[[ INPUT MATERIAL, beginning ]]

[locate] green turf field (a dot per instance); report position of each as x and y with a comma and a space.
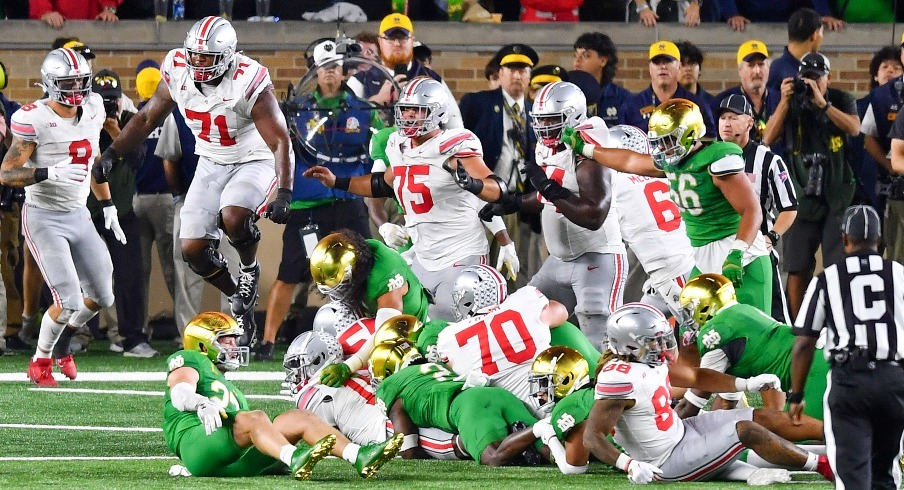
21, 404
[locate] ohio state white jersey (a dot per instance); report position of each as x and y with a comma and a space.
651, 225
443, 214
650, 429
501, 344
59, 139
564, 239
220, 116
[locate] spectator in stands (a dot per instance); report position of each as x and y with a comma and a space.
816, 121
691, 62
805, 35
596, 54
664, 67
739, 13
753, 70
500, 120
56, 12
651, 11
153, 203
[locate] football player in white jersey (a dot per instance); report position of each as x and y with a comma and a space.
54, 141
587, 267
439, 178
243, 144
653, 229
633, 398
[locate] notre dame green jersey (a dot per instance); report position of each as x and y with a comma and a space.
571, 411
426, 391
391, 272
706, 212
211, 383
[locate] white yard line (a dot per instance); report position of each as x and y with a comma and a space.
145, 376
141, 393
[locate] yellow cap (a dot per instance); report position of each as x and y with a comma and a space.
664, 48
396, 21
752, 47
146, 82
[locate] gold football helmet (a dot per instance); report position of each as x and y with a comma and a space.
674, 128
389, 358
402, 327
206, 329
557, 372
703, 296
332, 263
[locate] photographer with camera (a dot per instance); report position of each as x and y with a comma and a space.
815, 121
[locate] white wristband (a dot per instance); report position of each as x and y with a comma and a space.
623, 461
697, 401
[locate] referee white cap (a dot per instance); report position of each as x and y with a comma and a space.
861, 222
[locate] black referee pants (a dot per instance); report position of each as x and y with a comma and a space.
864, 420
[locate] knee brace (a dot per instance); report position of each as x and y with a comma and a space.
211, 265
248, 235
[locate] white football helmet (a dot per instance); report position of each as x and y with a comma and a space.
558, 105
641, 332
333, 318
212, 36
308, 354
431, 101
630, 138
66, 76
477, 288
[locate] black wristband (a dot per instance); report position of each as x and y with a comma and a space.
342, 183
40, 174
795, 398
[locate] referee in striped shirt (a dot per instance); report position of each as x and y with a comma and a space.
771, 182
859, 301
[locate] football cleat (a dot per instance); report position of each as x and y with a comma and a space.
40, 372
67, 366
305, 457
371, 458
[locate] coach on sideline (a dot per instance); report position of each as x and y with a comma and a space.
858, 299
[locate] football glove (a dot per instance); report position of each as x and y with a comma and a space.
335, 375
278, 210
393, 235
641, 473
733, 267
465, 181
211, 415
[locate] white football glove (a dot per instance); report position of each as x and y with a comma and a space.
641, 473
393, 235
211, 416
111, 222
762, 383
67, 172
508, 258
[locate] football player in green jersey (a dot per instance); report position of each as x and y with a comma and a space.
717, 202
417, 393
207, 422
742, 341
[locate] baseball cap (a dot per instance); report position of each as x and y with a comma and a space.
665, 48
106, 83
815, 63
750, 49
325, 53
517, 54
736, 103
861, 222
393, 23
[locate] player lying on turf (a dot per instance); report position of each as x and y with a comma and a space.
208, 425
632, 398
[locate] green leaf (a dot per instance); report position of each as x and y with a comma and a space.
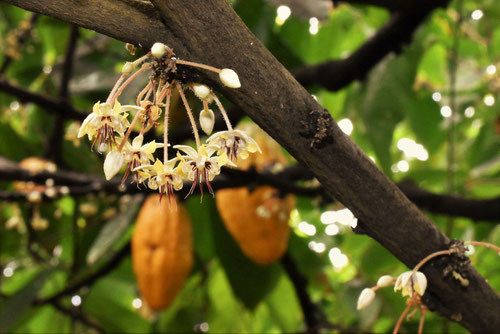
388, 93
433, 67
113, 230
17, 305
425, 121
249, 281
110, 302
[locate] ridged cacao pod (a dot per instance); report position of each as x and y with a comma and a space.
258, 219
162, 250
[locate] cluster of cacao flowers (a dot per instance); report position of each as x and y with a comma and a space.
109, 129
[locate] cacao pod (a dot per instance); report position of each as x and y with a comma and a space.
258, 219
162, 250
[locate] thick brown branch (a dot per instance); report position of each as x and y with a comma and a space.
477, 209
284, 181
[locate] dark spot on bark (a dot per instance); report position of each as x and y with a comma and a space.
318, 128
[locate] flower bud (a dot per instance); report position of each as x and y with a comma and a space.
113, 164
229, 78
385, 281
411, 281
158, 49
127, 67
202, 92
207, 119
365, 298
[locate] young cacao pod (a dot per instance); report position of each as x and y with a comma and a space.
162, 250
258, 219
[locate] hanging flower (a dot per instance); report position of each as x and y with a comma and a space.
103, 122
203, 92
234, 143
112, 164
207, 120
136, 154
365, 298
410, 282
201, 166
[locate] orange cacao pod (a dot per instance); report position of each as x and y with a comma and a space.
259, 220
162, 250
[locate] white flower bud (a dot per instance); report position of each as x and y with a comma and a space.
207, 119
385, 281
203, 92
127, 67
113, 164
365, 298
229, 78
411, 281
158, 49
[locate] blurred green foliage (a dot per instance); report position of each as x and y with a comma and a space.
401, 98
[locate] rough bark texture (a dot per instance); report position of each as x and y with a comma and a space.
210, 32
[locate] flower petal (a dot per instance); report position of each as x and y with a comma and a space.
113, 164
365, 298
191, 152
229, 78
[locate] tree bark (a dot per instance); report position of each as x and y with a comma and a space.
210, 32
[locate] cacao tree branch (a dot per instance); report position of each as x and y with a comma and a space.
54, 149
486, 210
90, 279
337, 74
210, 32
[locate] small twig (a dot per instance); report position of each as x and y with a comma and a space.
309, 309
50, 105
54, 150
91, 278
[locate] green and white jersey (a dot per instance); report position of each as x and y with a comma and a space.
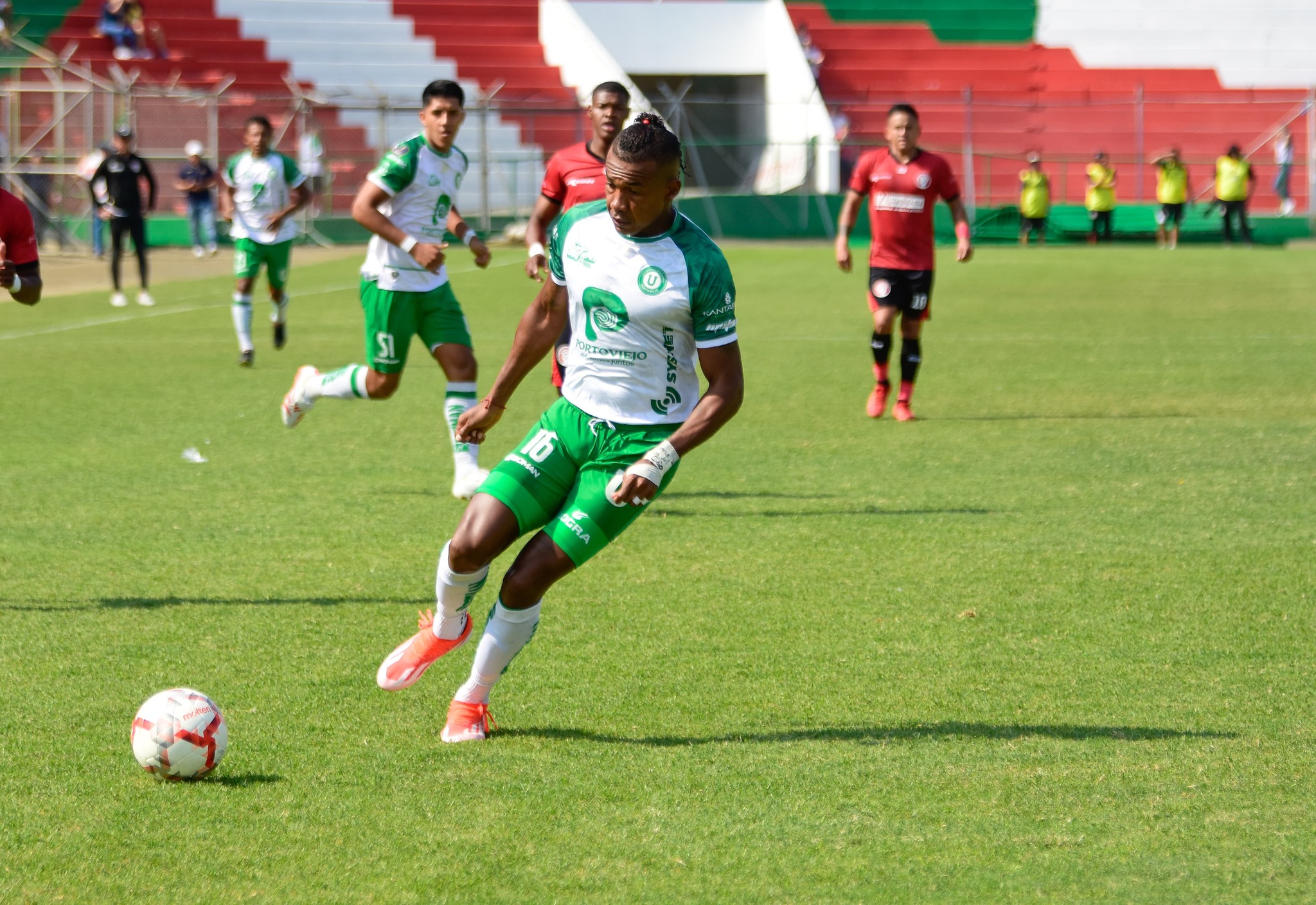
640, 308
261, 188
422, 186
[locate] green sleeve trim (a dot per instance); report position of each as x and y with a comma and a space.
712, 291
398, 168
558, 236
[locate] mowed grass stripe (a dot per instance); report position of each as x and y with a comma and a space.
1052, 642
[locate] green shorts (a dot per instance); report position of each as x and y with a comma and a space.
393, 318
557, 478
248, 257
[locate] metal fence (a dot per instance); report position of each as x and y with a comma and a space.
57, 112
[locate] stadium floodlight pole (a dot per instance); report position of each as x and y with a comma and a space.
1311, 154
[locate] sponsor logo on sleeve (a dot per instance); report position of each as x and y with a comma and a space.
652, 280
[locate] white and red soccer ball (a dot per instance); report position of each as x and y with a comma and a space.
179, 734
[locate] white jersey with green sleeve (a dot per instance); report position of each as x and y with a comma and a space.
640, 308
422, 184
262, 187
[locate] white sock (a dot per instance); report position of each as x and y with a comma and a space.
242, 320
348, 382
458, 399
454, 592
506, 633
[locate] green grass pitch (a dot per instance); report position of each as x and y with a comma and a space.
1051, 642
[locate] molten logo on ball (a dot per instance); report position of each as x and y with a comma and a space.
179, 734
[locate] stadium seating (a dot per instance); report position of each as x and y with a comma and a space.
1033, 98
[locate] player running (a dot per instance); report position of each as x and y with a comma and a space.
648, 294
903, 183
20, 261
1171, 191
262, 190
574, 177
408, 203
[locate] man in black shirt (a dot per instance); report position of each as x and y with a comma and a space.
123, 173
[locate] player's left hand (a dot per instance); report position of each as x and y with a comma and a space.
635, 491
477, 421
481, 251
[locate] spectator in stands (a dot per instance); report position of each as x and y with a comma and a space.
812, 53
1285, 165
197, 179
1171, 191
1101, 196
1234, 184
1035, 201
123, 22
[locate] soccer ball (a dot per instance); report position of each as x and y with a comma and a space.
179, 734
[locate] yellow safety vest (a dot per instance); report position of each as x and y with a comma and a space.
1232, 179
1101, 193
1035, 201
1171, 183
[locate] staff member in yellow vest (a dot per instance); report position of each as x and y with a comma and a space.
1035, 202
1171, 191
1101, 196
1234, 186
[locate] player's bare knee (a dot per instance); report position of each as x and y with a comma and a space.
382, 386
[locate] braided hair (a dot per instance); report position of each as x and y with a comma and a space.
648, 138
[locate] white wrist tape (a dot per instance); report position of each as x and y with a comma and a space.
655, 463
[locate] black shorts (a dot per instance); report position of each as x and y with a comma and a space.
907, 290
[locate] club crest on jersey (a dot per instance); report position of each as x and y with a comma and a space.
652, 280
603, 311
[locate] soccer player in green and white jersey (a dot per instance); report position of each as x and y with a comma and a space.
262, 190
649, 296
408, 202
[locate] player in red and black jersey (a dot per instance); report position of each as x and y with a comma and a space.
902, 184
20, 267
574, 175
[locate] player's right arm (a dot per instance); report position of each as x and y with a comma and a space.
540, 328
844, 224
536, 235
365, 211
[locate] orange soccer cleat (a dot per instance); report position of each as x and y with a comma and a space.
878, 399
468, 722
411, 658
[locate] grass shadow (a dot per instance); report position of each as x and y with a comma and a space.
770, 514
244, 780
1060, 417
881, 734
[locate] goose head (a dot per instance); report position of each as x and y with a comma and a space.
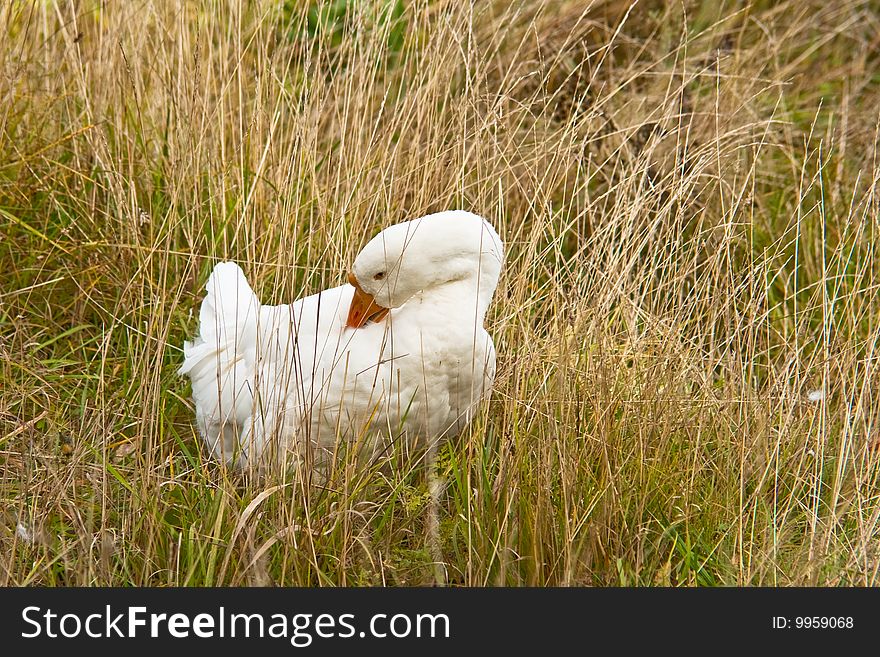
422, 255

[[ INPUT MATERIAL, end ]]

**YOUR ASSIGNMENT**: Pictures stay out of this copy. Retype exactly the lines from the one with "[locate] orange soccer" through the last line of the data, both ends included, and nothing more.

**EXERCISE ANSWER**:
[locate] orange soccer cleat (a dot per instance); report position of each as x and y with a comma and a space.
878, 399
468, 722
411, 658
[locate] grass shadow (a dot per instance); report position of each as x and y with a comma and a space.
770, 514
244, 780
1060, 417
881, 734
[locate] goose head (a dot per instance); report position of each as x and y with a comma and a space.
422, 255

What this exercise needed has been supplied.